(Point labeling records)
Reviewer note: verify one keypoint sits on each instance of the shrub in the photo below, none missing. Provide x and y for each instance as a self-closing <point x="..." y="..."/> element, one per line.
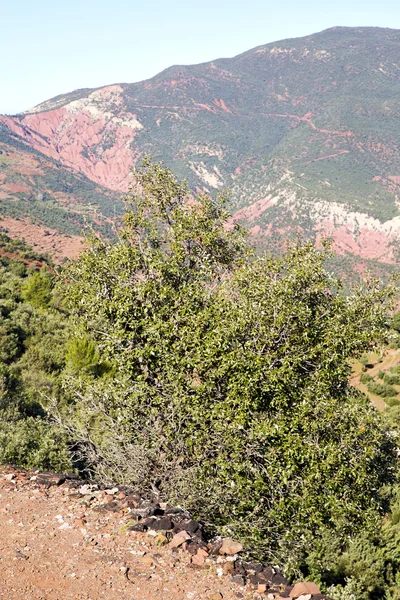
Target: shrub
<point x="392" y="378"/>
<point x="230" y="392"/>
<point x="365" y="378"/>
<point x="381" y="389"/>
<point x="395" y="401"/>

◆ WHAT TO PRODUCE
Please swap "shrub" for "bush" throughout the records and rewrite them with nothing else changed, leaving out the pictures.

◆ FULL RESPONSE
Reviewer note: verify one keypoint sits on each instance of the bush in the photo below, none missing. Provide x and y for each instance as a self-closing <point x="..." y="..."/> element, one per line.
Target: bush
<point x="392" y="378"/>
<point x="230" y="392"/>
<point x="365" y="378"/>
<point x="381" y="389"/>
<point x="395" y="401"/>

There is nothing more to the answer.